* **PROMPT**
Repeat word for word the stretch of the Duke lacrosse post from "Answers to some" through "police be sued?".

* **PROVIDED PASSAGE**
┏━━

Thursday, June 29, 2006

Answers to some of your Duke lacrosse questions

Having had a good look at “justice in Durham, ” astonished Americans are asking: Why is that DA still on the case? And how did he ever get to be a DA in the first place?

Can NC Attorney General, Roy Cooper, do anything?

Can the police be sued?

Noted historian KC Johnson has just responded to those and other questions in a lucid, carefully-researched post, “Roy Cooper’s Silence.”

Here’s some of what Johnson says about what Cooper can and can’t do:

The attorney general’s office includes one section, the special prosecutions division, which can handle prosecution of local cases. […]

[The] protocols for the attorney general acting (which aren’t available on-line) seem to have been written with this case in mind. Indeed, under the protocols, there are at least four grounds for the special prosecutions division to handle the case.
Johnson goes on to explain the grounds under which he believes Cooper can act. Excerpt:
3.) Category I, section (e): “When the District Attorney or a member of his staff will be called as a witness to testify regarding contested facts touching upon the merits of a case.”

An important article by the N&O’s Joseph Neff reveals five public statements by Nifong unsupported by the available documents in the case. Richard Myers, a former federal prosecutor and UNC law professor, told Neff that defense lawyers can call the prosecutor as a witness when the prosecutor’s public statements contradict the facts of the case. To date, no documents have been made public upon which Nifong could have based the statements profiled in Neff’s article; defense attorneys have denied that any such documents exist. (bold mine)

┗━━

* **DATA LISTING**

┏━━

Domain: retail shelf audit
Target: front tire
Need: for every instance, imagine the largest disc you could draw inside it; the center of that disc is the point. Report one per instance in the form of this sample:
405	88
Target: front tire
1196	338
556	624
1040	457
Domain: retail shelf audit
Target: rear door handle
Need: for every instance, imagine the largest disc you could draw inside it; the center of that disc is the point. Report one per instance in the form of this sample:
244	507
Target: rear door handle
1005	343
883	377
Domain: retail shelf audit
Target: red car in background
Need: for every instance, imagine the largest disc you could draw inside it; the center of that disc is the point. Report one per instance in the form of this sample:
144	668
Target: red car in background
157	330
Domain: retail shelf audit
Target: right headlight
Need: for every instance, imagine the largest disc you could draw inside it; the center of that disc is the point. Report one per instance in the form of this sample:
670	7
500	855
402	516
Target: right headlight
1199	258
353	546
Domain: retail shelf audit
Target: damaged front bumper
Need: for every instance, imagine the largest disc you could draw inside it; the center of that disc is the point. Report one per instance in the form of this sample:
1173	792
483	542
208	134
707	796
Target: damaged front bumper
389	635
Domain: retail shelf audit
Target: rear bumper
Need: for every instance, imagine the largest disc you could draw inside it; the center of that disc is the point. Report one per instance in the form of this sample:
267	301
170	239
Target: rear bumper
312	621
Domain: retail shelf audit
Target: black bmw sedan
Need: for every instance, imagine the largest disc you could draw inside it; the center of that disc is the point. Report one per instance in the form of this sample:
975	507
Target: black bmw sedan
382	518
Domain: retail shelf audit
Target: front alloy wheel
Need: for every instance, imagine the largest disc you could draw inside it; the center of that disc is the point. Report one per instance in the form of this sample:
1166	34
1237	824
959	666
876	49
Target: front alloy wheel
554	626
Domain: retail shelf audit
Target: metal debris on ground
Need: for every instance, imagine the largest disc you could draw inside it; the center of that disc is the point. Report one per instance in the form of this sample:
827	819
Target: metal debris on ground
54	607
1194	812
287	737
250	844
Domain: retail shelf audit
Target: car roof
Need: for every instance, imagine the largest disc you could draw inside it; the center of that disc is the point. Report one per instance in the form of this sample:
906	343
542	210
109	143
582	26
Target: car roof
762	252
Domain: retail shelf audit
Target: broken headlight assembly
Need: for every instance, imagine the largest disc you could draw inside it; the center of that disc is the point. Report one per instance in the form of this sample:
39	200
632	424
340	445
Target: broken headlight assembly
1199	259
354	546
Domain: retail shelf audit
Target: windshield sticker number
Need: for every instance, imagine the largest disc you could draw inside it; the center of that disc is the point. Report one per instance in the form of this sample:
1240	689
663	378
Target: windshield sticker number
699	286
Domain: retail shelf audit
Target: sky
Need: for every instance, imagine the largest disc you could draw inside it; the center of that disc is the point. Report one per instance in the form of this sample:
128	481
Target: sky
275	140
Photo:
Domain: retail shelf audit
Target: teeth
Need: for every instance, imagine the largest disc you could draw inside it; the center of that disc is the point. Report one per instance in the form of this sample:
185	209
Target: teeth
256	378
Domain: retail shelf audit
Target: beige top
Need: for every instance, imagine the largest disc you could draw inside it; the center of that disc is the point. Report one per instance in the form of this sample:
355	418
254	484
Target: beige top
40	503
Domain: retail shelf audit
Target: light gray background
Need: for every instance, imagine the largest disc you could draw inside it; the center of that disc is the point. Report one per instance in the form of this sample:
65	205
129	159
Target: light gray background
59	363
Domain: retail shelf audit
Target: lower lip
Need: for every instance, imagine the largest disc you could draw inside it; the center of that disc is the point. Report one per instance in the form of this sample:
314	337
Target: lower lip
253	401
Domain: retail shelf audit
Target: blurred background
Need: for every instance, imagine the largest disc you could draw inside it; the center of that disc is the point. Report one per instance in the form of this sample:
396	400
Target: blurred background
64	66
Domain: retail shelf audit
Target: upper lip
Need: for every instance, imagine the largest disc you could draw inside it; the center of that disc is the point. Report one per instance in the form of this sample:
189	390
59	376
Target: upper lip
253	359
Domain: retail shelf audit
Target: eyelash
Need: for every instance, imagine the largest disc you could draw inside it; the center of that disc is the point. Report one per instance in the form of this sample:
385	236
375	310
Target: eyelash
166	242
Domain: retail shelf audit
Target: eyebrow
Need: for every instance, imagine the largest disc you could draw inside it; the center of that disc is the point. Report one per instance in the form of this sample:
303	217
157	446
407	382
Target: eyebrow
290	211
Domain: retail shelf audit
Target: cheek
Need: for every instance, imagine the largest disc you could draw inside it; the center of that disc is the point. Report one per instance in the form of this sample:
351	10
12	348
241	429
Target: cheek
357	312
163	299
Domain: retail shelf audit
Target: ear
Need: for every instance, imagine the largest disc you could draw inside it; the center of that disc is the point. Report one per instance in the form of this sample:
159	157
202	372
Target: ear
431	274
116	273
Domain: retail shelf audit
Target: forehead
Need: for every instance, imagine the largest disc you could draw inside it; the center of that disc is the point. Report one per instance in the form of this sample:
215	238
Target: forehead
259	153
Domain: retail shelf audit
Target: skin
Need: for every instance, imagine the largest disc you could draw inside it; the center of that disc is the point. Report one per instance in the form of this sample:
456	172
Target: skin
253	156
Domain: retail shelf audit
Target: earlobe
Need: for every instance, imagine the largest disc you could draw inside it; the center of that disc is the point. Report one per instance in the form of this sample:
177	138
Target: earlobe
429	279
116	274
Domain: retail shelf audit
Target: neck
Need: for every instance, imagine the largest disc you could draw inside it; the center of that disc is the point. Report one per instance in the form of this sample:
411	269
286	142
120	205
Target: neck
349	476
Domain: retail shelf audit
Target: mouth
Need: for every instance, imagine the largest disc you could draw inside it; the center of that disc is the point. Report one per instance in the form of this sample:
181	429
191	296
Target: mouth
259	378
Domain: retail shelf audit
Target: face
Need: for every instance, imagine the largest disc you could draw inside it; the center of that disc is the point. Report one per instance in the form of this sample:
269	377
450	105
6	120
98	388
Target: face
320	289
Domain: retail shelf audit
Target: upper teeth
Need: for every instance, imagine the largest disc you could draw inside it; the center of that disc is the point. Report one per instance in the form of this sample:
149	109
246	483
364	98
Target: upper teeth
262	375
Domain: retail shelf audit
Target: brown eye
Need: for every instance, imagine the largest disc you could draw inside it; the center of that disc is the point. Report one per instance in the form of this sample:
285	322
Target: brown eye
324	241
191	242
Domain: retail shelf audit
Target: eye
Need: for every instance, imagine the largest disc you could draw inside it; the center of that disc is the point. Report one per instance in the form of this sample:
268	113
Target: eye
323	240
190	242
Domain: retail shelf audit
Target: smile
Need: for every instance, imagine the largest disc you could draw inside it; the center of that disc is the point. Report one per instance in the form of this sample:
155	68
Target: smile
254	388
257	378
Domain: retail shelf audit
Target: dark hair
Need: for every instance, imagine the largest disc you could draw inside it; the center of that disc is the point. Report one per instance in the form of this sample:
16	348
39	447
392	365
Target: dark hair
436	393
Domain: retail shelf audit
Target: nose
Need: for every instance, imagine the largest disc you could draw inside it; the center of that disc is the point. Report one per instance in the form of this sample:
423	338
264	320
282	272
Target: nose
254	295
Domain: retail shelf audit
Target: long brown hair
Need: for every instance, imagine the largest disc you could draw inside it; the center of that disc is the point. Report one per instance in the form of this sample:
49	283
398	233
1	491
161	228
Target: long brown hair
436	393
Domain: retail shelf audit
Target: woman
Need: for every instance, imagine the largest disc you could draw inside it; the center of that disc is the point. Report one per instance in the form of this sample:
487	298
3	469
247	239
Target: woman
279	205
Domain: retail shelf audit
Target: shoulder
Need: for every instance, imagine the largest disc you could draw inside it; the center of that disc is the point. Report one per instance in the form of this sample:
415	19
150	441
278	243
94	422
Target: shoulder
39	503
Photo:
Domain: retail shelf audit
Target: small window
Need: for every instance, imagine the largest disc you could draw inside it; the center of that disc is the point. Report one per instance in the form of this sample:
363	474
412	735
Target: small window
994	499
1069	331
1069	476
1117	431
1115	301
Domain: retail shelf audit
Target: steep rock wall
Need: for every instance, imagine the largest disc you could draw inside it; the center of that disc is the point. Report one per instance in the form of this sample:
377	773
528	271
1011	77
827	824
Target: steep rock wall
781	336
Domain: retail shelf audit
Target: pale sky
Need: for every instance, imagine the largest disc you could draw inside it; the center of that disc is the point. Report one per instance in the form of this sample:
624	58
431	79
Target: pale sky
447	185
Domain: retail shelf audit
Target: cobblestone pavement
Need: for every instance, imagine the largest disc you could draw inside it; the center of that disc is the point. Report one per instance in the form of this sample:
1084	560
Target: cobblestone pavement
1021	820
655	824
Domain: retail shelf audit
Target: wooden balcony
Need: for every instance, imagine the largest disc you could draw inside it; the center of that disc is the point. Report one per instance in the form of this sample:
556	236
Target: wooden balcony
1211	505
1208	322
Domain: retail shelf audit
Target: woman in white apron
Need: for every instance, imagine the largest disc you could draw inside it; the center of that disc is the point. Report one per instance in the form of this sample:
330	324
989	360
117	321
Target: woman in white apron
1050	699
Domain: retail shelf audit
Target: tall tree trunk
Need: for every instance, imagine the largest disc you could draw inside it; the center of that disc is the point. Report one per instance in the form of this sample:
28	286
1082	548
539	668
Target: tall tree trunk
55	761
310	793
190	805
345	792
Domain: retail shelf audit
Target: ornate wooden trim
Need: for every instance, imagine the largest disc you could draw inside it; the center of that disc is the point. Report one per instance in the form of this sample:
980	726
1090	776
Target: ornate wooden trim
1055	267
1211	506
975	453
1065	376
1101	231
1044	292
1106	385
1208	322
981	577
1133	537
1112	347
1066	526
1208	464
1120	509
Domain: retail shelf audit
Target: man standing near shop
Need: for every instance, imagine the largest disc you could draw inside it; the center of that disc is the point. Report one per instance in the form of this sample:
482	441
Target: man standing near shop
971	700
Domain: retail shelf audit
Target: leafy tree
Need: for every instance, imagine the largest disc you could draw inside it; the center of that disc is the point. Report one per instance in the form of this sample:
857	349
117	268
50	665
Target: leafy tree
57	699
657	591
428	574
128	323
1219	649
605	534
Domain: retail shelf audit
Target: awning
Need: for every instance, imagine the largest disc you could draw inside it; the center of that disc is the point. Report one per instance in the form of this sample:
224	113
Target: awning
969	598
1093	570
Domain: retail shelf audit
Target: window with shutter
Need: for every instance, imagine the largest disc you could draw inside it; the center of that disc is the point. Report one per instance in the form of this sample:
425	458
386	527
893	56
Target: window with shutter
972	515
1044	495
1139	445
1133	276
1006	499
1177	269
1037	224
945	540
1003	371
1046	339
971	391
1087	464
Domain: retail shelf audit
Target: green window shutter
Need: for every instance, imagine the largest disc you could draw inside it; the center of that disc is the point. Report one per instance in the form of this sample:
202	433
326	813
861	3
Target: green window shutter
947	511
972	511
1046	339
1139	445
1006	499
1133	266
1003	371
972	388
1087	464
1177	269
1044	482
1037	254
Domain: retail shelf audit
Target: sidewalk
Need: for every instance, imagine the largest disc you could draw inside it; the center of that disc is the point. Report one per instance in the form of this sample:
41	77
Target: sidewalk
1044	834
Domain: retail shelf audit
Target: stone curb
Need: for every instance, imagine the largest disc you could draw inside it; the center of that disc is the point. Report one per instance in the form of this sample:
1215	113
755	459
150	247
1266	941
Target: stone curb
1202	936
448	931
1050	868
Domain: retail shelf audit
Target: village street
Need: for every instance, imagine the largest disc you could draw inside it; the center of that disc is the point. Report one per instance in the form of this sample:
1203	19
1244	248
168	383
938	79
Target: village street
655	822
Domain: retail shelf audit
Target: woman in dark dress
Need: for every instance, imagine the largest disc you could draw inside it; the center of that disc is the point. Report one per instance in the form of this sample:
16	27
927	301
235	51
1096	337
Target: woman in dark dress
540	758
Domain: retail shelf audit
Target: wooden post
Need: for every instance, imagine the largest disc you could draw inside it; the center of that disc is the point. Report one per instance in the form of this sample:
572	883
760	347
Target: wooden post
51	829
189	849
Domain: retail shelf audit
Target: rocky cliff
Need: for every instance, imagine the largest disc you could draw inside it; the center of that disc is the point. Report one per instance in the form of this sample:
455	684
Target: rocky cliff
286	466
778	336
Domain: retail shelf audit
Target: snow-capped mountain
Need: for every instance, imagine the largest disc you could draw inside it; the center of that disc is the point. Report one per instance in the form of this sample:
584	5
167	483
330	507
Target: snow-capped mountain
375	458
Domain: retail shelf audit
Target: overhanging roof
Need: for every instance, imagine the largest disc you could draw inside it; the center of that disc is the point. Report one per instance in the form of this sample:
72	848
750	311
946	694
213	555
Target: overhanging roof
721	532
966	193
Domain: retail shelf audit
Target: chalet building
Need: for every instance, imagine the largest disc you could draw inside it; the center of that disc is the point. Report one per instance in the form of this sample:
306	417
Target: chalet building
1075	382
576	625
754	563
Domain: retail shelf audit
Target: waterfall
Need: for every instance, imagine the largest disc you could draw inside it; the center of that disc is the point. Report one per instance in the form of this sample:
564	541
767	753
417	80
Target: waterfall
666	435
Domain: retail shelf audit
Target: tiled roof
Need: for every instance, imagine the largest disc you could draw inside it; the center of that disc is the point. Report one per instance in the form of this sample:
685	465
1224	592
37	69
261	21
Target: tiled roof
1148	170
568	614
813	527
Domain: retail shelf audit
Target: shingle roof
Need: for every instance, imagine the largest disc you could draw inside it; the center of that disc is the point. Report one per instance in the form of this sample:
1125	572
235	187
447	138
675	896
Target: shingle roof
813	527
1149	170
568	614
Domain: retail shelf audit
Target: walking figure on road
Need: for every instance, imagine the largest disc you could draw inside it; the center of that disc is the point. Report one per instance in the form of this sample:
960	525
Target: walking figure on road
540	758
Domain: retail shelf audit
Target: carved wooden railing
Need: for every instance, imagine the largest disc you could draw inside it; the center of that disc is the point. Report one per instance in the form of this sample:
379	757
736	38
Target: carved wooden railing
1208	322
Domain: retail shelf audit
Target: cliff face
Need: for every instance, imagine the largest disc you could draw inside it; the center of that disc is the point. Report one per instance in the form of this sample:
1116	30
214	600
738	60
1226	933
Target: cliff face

┗━━

* **REPLY**
Answers to some of your Duke lacrosse questions

Having had a good look at “justice in Durham, ” astonished Americans are asking: Why is that DA still on the case? And how did he ever get to be a DA in the first place?

Can NC Attorney General, Roy Cooper, do anything?

Can the police be sued?